Requests.
- 1) From the Hail thread excerpt, please print everything from "I’d recommend removing" down to "directly to annotate?".
- 2) List every method or function name in the Hail thread excerpt that is written with parentheses after it.
- 3) Go on with the Hail thread excerpt after its final line.

Excerpt.
++++++++++

I’d recommend removing the repartition. That’s a very expensive operation.

I removed it, but I didn’t notice any improvement in runtime (however, definitely good to know that the partitioning isn’t necessary).

My latest idea is to reduce the size of the gnomad hail table by selecting the popmax column only. Then I’ll use that to annotate and filter my vcfs.

Question: In my script, after I do

ht=ht.select("popmax")

should I checkpoint the resulting ht object? Would that improve my performance at all- versus just using the ht directly to annotate?

(downstream would look something like this:)

n=mt.annotate_rows(popmax=ht[mt.locus, mt.alleles].popmax.AF)
n=n.filter_rows(n.popmax < 0.01, keep=True)
hl.export_vcf(n, exp_vcf)

I think we need a bit more information about these inputs and your system.

  1. What are you running this pipeline on? A single server, or a cluster?
  2. How big is the VCF? How many data partitions does it have in matrixtable form (mt.n_partitions())?
  3. How big is the gnomAD table in bytes and how many partitions?

++++++++++

Information supplied.
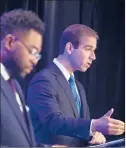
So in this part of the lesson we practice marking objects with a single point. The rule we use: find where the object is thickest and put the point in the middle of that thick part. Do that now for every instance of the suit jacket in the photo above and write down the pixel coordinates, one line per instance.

++++++++++

Outputs by task.
- 1)
I’d recommend removing the repartition. That’s a very expensive operation.

I removed it, but I didn’t notice any improvement in runtime (however, definitely good to know that the partitioning isn’t necessary).

My latest idea is to reduce the size of the gnomad hail table by selecting the popmax column only. Then I’ll use that to annotate and filter my vcfs.

Question: In my script, after I do

ht=ht.select("popmax")

should I checkpoint the resulting ht object? Would that improve my performance at all- versus just using the ht directly to annotate?

- 2)
select
annotate_rows
filter_rows
export_vcf
n_partitions

- 3)
There’s a known performance issue with executing joins where the partitioning of the two sides differs greatly.

Got my answer. I essentially reduced the size of the gnomAD table down to only the necessary information. Annotation and filtering was done in about 15 minutes (previously took 1.5 hours).

For any future users that look this up: eliminate all unnecessary columns from gnomAD table (ht.select(), ht.checkpoint()), you’ll see a big improvement in runtime.

Thanks for the brainstorming @tpoterba you guys have built a first class package here :ok_hand:

Our compiler should be doing most of this automatically. I think what you’ve done is essentially work around the performance issues with the join that I’ve described, though – glad it works!